--- start of Document passage ---

At first it was a great relief. But after about three weeks our relationship began to deteriorate. I didn’t see it at the time, but now I realize that my jobless status was the same as having no status. Having no status had the effect of eroding my image in Kumiko’s heart. I don’t think she said to herself, “He’s a nobody now. Not young. Not wealthy. He was stupid to sell his business. What happens when the money runs out? What happens if the new owners fail to pay his royalty on Japan sales or Japan sales themselves dry up? And he is still legally married. I’m losing interest.” But something like that was no doubt at play, if only beneath the surface.

I had inherited my position, took it for granted, saw it mainly as a burden to bear or as an obstacle between me and “what I really wanted to do”, and did not appreciate its true value. I suspect some people gave me good advice during that period, cautioned me, but I can’t remember a word of it, so dense were the clouds of delusion.

In Nishiogikubo the sex began deviating from the previous norm. Either it was lazy, less intense, or we went to extra effort to create tension and excitement. It was no longer rolling entirely on its own volition. But this too was not clear at the time. Instead, the focal point— like a war-mongering government creates and embellishes an enemy that is only lightly based in reality— was my divorce. “If only I were legally divorced, things would be better,” the refrain ran.

But actually certain key conditions, taken for granted and not clearly acknowledged, that supported the existence of our love affair were disappearing. Just as a fire without fuel does not persist, or lacking air goes out, or meeting water is extinguished, so our love affair without the business was flickering, threatening to die. But I did not recognize this. Instead I imagined I was freer than before when in some ways the opposite was true. In Tokyo at age 45, for example, I was distinctly less free.

The problem was that, after the much-needed three weeks’ rest, the I that Kumiko had fallen in love with had left the stage, but for me, the I I loved and wanted to promote had just entered the drama. Without the concrete problems of business to focus on, we looked around and found things that resembled problems and then elaborated on these pseudo problems, my divorce being the prime example. We thereby condemed our love affair to its eventual demise.

I thought she had fallen in love with the me I thought I was. But she had fallen in love with the me she thought I was. And I had become deeply attached to the non-existent she that had fallen in love with the wrong me. If we would have been clear about this at the time, everything would have worked out well, without violence.

--- end of Document passage ---

Can you sum up the passage above about the relationship with Kumiko in two sentences?

--- start of Supplied information ---

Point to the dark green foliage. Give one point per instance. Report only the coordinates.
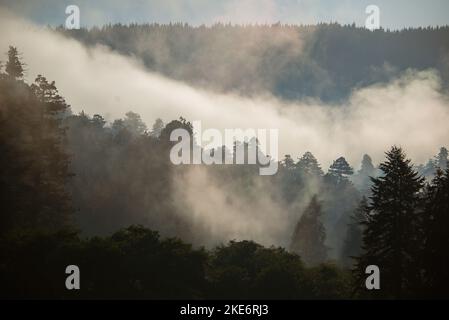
(340, 169)
(353, 243)
(309, 235)
(14, 67)
(309, 166)
(35, 166)
(392, 237)
(436, 253)
(135, 263)
(132, 263)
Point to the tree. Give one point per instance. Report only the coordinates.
(14, 67)
(158, 126)
(309, 165)
(133, 122)
(34, 161)
(362, 180)
(288, 162)
(352, 246)
(367, 168)
(309, 235)
(436, 254)
(441, 159)
(391, 236)
(340, 169)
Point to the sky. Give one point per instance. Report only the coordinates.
(394, 14)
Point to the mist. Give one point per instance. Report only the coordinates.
(411, 111)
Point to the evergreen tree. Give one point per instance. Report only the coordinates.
(309, 235)
(158, 126)
(288, 162)
(367, 168)
(340, 169)
(391, 237)
(133, 122)
(309, 165)
(353, 243)
(436, 253)
(441, 159)
(14, 67)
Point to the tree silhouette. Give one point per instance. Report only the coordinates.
(14, 67)
(391, 236)
(309, 235)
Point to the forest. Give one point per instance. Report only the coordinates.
(293, 62)
(105, 195)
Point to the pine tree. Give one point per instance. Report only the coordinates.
(158, 126)
(353, 242)
(309, 235)
(367, 168)
(288, 162)
(362, 180)
(14, 67)
(436, 226)
(340, 169)
(441, 159)
(309, 165)
(391, 236)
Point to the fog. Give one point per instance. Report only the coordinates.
(409, 111)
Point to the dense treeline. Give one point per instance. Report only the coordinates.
(325, 61)
(65, 176)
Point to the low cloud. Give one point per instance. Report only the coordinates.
(410, 111)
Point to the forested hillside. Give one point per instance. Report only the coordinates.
(72, 184)
(325, 61)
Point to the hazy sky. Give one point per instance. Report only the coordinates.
(394, 13)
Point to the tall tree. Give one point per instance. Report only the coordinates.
(352, 246)
(436, 253)
(14, 67)
(309, 165)
(158, 126)
(441, 159)
(391, 237)
(310, 234)
(340, 169)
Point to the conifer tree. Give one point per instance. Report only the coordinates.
(14, 67)
(436, 226)
(309, 165)
(340, 169)
(310, 234)
(391, 236)
(441, 159)
(352, 246)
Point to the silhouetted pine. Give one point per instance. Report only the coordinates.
(309, 235)
(436, 253)
(392, 239)
(309, 165)
(14, 67)
(34, 163)
(352, 247)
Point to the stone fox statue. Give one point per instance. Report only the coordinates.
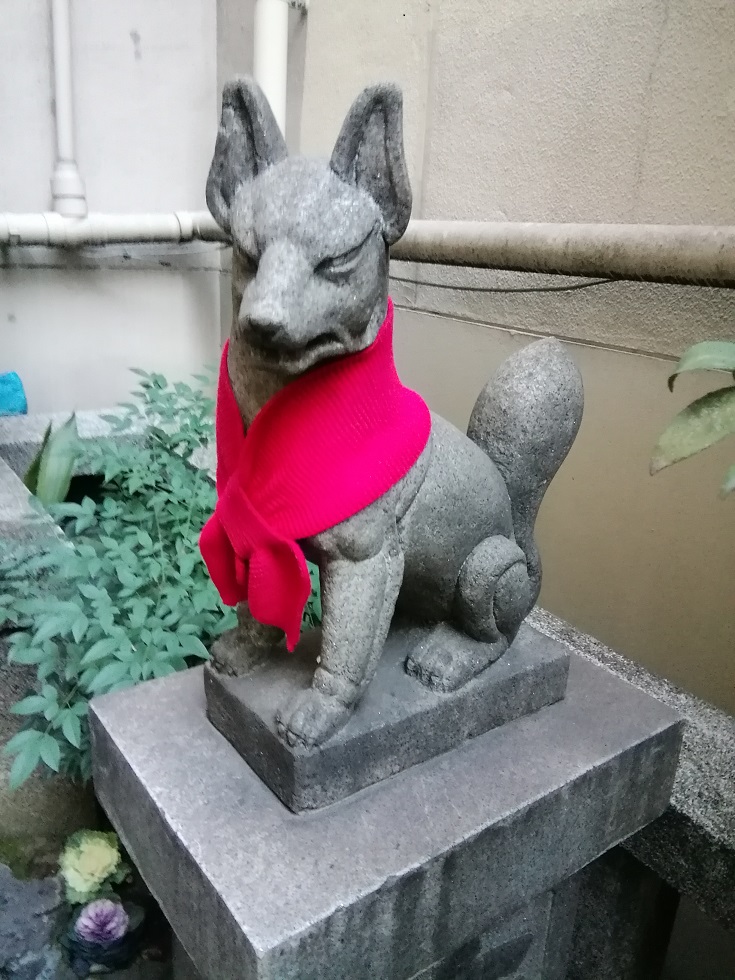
(450, 541)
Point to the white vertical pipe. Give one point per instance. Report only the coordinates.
(270, 54)
(67, 186)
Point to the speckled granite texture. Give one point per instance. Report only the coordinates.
(692, 846)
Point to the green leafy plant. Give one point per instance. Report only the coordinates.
(706, 420)
(91, 865)
(49, 475)
(124, 596)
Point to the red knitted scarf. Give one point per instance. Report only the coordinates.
(324, 447)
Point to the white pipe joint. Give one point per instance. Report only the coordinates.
(270, 54)
(67, 186)
(55, 229)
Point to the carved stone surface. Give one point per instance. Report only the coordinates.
(452, 542)
(396, 725)
(396, 878)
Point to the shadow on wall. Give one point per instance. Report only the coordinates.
(693, 933)
(645, 564)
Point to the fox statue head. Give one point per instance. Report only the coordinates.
(310, 238)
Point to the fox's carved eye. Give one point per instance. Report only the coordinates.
(248, 261)
(338, 266)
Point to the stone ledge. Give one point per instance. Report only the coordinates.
(692, 846)
(398, 724)
(506, 816)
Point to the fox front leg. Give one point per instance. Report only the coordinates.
(359, 593)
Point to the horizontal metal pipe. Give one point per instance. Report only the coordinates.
(50, 228)
(697, 254)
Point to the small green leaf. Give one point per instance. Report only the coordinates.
(26, 655)
(32, 705)
(728, 484)
(99, 650)
(126, 577)
(24, 764)
(193, 646)
(79, 628)
(108, 676)
(710, 355)
(698, 426)
(57, 463)
(31, 477)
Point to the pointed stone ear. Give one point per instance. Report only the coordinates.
(369, 154)
(248, 141)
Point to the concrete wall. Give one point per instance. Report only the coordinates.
(146, 103)
(571, 110)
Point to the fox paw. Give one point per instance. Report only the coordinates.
(446, 659)
(311, 719)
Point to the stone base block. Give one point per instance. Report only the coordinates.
(398, 724)
(394, 880)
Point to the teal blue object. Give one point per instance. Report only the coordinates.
(12, 396)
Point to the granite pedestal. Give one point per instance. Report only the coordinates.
(398, 724)
(458, 867)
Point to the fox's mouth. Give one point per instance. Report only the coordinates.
(296, 359)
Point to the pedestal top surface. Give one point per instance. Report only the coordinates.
(532, 802)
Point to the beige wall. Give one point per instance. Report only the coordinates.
(571, 110)
(145, 97)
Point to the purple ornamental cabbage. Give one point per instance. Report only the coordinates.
(102, 922)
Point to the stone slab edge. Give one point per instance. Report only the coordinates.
(527, 852)
(692, 846)
(352, 760)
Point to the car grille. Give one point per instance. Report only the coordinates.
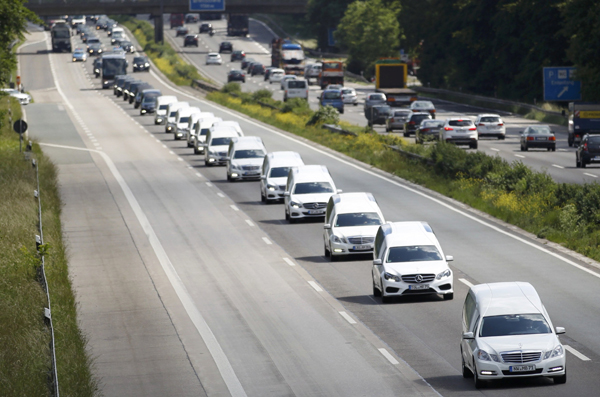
(314, 206)
(520, 357)
(418, 278)
(361, 240)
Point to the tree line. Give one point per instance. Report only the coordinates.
(487, 47)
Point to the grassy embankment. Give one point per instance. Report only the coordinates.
(24, 338)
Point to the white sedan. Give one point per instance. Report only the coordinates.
(214, 58)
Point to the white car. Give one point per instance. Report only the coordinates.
(23, 98)
(490, 125)
(351, 222)
(459, 130)
(507, 333)
(214, 58)
(409, 260)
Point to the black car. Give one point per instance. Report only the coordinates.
(205, 28)
(225, 46)
(588, 151)
(141, 64)
(181, 31)
(236, 75)
(190, 40)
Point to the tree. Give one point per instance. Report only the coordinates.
(13, 20)
(369, 30)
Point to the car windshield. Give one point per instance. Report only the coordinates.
(220, 141)
(313, 187)
(358, 219)
(249, 154)
(413, 253)
(279, 172)
(514, 324)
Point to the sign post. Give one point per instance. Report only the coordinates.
(560, 86)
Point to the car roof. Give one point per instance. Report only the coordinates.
(516, 297)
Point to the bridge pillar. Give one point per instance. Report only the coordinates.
(158, 28)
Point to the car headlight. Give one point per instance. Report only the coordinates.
(390, 276)
(445, 273)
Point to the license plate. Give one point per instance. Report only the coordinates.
(521, 368)
(418, 287)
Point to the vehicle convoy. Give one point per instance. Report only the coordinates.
(287, 56)
(390, 79)
(332, 72)
(584, 119)
(61, 37)
(237, 25)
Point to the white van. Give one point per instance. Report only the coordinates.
(195, 118)
(351, 222)
(295, 89)
(202, 128)
(275, 169)
(507, 333)
(244, 158)
(217, 144)
(409, 260)
(182, 121)
(172, 109)
(307, 192)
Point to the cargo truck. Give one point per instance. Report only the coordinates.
(390, 79)
(584, 118)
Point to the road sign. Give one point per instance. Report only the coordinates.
(560, 86)
(20, 126)
(207, 5)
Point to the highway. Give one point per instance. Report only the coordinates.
(188, 284)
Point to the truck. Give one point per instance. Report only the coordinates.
(332, 72)
(237, 25)
(390, 79)
(287, 56)
(176, 20)
(113, 64)
(584, 118)
(61, 37)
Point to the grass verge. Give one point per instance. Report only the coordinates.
(24, 338)
(568, 214)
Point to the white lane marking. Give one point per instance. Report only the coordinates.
(289, 261)
(389, 357)
(348, 318)
(577, 354)
(382, 177)
(466, 282)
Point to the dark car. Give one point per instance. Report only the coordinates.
(414, 121)
(538, 136)
(257, 68)
(204, 28)
(141, 64)
(225, 46)
(238, 56)
(190, 40)
(181, 31)
(588, 151)
(236, 75)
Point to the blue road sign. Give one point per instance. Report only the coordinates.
(207, 5)
(560, 86)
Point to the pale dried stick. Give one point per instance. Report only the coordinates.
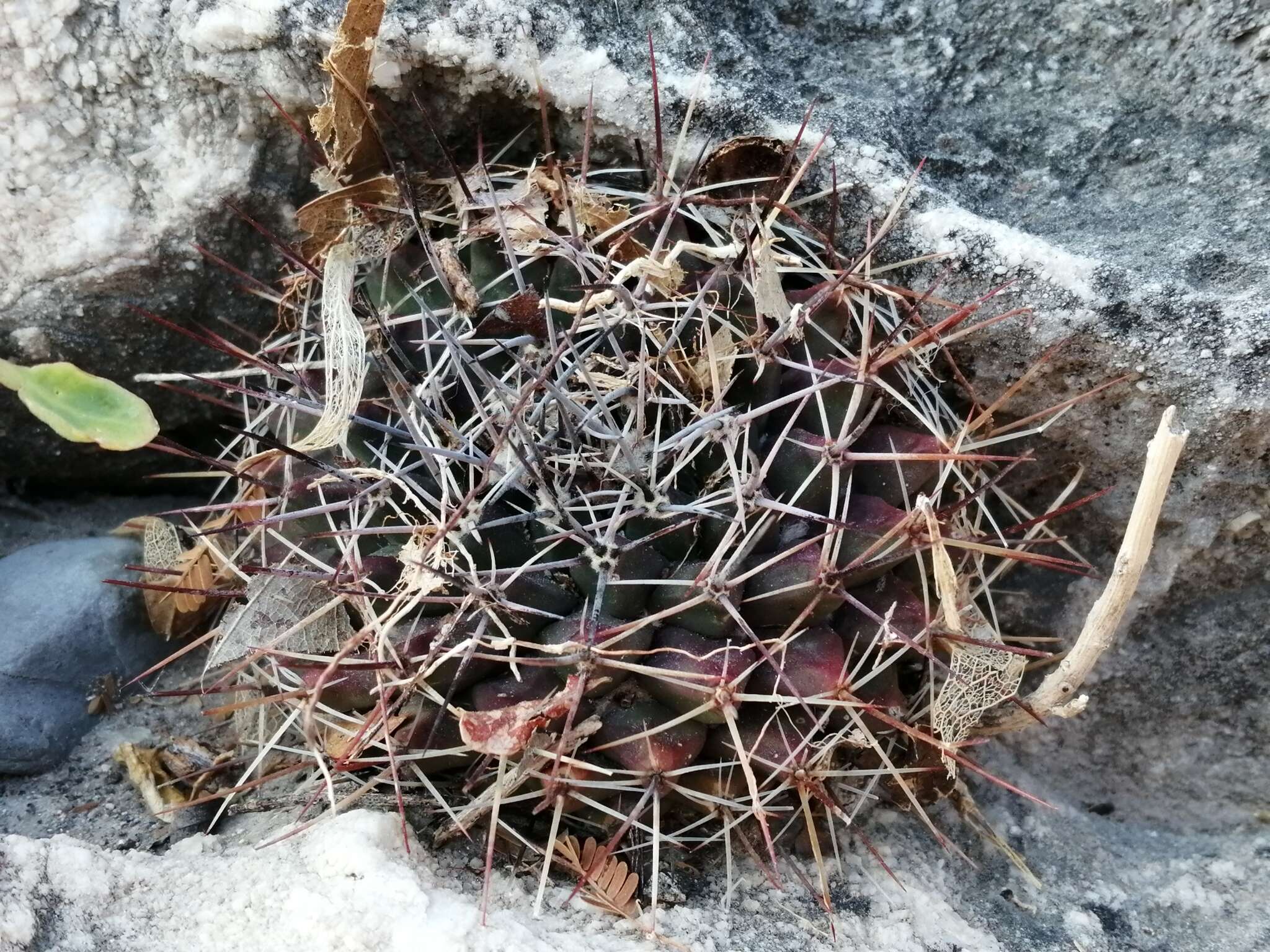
(1057, 694)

--- end of Supplied information ---

__Solved exercise__: After the narrator left the business and became jobless, the relationship with Kumiko began to deteriorate within about three weeks: having no status eroded the narrator's image in her heart, and their sex lost its former intensity. Instead of recognizing that the conditions supporting the affair were disappearing, they fixed on pseudo problems such as the narrator's divorce, and the narrator concludes that each had been attached to a version of the other that did not truly exist.